» Dataset rows
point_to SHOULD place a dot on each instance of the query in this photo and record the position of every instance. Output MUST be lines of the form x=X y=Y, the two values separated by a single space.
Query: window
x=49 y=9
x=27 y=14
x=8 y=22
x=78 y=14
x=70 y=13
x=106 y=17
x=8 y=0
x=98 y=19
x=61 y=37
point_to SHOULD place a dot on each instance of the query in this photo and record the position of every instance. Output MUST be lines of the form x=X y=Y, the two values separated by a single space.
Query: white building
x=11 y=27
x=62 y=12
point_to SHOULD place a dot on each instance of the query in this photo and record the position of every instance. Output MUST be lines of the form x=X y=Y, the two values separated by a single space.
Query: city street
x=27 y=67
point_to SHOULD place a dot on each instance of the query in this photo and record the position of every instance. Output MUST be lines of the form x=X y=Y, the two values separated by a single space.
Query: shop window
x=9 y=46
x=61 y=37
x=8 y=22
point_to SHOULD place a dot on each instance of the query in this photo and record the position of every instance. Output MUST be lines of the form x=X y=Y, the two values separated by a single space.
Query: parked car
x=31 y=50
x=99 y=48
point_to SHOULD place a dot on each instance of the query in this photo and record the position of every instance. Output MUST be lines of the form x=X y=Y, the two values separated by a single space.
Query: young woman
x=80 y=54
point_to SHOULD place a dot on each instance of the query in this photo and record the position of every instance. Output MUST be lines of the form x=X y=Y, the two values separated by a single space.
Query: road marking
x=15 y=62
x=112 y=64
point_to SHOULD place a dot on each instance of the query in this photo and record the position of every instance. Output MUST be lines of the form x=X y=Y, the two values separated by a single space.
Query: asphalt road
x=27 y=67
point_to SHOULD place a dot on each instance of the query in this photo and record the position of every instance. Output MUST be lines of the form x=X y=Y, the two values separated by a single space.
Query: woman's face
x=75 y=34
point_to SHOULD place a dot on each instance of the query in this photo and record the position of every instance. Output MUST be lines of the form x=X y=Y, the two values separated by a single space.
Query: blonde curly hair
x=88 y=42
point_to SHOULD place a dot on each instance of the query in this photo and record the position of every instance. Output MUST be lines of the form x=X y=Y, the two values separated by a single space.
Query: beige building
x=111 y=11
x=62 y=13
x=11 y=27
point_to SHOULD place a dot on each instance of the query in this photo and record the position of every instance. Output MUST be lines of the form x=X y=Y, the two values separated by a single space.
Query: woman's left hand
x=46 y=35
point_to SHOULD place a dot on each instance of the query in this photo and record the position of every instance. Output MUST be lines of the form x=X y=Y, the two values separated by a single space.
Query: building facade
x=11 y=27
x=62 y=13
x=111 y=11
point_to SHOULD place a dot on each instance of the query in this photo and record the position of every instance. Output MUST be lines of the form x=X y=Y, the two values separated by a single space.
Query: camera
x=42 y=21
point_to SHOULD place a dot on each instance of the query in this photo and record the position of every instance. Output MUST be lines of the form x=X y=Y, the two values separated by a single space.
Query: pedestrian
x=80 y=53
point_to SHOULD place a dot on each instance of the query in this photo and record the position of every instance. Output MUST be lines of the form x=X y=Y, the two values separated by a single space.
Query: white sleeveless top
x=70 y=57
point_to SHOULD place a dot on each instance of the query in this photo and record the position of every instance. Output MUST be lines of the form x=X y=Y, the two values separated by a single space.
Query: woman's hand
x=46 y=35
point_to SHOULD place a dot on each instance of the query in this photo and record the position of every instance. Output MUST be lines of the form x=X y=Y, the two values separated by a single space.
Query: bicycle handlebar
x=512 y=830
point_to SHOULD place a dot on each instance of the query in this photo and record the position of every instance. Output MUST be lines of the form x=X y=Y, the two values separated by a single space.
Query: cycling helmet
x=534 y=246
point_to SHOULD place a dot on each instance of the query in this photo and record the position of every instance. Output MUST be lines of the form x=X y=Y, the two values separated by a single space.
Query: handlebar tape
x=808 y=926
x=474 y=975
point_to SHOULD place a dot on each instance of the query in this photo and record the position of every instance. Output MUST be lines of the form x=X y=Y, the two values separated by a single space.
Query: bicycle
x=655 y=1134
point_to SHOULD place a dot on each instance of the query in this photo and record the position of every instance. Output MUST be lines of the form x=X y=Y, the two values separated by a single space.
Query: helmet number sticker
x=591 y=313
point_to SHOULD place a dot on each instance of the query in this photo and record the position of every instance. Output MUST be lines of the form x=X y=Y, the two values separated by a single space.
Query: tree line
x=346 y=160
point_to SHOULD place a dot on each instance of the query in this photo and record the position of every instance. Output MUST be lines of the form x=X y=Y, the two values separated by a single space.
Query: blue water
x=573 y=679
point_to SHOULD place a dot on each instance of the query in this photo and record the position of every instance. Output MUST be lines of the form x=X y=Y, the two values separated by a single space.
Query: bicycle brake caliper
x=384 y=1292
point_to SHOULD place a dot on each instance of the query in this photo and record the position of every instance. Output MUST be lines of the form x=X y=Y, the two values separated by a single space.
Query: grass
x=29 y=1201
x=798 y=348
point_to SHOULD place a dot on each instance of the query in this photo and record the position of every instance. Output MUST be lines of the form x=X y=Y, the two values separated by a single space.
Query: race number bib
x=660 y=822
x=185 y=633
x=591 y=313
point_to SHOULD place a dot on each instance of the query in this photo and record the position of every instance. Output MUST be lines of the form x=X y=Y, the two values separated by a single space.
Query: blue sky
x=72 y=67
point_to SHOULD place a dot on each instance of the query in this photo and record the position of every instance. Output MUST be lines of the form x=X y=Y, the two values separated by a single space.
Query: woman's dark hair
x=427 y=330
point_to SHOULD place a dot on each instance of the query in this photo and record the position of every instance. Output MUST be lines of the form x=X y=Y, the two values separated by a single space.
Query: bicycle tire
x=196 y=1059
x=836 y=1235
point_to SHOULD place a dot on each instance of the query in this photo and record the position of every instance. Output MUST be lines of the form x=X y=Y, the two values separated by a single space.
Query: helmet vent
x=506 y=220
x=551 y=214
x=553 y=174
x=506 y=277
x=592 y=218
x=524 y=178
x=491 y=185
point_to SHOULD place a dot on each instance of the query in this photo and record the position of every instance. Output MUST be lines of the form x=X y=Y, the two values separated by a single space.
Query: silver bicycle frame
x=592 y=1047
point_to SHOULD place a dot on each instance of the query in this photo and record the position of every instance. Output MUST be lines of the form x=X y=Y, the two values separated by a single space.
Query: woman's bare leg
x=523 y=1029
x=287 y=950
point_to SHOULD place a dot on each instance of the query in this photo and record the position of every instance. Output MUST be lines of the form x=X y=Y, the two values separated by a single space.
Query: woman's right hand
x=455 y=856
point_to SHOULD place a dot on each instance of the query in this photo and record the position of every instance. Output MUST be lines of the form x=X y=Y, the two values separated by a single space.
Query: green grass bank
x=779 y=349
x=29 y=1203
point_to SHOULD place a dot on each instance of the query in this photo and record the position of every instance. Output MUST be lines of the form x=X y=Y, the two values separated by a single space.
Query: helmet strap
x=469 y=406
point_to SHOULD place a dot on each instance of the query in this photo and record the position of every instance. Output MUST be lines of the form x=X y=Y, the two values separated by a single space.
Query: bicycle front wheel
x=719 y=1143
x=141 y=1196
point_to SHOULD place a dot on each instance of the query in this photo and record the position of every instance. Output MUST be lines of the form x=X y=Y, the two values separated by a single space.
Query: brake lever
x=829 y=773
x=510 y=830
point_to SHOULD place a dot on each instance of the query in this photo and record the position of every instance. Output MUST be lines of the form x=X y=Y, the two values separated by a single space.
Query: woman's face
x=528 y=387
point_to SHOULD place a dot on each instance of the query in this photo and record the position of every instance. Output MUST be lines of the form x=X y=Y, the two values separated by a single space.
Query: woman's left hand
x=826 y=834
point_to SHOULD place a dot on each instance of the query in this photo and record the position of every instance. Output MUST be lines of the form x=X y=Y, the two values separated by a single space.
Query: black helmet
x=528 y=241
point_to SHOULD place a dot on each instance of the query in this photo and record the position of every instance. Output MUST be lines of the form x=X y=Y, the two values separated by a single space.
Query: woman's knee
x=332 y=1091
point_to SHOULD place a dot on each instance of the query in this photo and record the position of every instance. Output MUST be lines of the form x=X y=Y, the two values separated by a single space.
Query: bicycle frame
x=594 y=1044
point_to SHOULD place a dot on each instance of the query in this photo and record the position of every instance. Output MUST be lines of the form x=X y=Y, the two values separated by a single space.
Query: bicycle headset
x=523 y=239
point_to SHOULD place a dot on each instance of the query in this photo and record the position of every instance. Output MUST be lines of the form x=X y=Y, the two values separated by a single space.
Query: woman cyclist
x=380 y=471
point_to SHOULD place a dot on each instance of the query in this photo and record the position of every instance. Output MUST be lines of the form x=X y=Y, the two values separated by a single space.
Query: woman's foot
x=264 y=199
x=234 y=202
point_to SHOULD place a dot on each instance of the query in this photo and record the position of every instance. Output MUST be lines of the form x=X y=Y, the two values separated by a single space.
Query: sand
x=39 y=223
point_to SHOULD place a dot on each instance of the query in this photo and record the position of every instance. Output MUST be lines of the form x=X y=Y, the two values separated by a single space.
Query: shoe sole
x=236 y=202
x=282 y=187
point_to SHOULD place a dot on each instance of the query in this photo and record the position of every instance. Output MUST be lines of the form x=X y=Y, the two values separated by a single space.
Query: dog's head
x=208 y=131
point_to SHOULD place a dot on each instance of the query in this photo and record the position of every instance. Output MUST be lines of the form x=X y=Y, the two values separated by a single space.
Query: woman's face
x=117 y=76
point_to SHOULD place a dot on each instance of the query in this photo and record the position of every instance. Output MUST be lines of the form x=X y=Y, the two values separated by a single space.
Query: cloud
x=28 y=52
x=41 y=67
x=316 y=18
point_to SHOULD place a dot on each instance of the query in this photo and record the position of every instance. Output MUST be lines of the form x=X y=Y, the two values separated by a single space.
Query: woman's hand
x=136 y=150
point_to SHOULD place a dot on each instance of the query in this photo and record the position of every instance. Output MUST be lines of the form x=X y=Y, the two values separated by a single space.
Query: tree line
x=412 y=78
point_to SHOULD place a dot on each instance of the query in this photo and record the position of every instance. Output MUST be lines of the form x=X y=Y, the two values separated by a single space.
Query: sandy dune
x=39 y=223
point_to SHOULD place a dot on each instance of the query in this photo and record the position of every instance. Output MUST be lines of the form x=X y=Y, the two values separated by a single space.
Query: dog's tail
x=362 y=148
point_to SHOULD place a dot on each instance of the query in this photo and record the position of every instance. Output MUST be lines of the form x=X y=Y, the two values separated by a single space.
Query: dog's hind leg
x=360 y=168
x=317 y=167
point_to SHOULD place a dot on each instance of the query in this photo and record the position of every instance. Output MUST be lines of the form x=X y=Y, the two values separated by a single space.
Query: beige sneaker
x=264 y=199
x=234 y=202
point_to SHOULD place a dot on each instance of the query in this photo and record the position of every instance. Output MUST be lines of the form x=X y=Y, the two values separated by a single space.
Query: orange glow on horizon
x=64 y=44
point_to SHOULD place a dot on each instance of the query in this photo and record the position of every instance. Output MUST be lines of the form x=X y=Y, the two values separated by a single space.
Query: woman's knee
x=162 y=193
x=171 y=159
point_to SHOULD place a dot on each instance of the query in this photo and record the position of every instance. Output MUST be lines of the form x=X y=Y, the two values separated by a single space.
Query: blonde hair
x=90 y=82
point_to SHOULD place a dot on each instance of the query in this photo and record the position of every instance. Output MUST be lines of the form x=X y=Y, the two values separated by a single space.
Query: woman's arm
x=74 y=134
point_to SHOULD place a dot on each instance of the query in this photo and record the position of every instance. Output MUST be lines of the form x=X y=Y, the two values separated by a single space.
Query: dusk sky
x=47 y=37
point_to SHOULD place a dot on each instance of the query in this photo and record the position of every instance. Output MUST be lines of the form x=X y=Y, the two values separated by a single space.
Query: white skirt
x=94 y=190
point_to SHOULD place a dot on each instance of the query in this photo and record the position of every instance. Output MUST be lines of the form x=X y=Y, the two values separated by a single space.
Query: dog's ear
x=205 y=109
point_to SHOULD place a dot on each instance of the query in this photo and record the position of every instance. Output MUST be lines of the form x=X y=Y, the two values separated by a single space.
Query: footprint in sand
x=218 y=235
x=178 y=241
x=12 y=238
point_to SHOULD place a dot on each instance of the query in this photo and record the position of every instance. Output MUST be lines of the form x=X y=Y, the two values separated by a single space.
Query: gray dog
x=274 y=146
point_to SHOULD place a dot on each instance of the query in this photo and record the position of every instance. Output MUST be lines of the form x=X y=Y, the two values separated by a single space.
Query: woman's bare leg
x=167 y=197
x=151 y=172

» Your objective
Count the lines in the rows above that contain the string "brake", treating uppercase and lowercase letters as distinct, and reply with the number alone.

» Task solution
2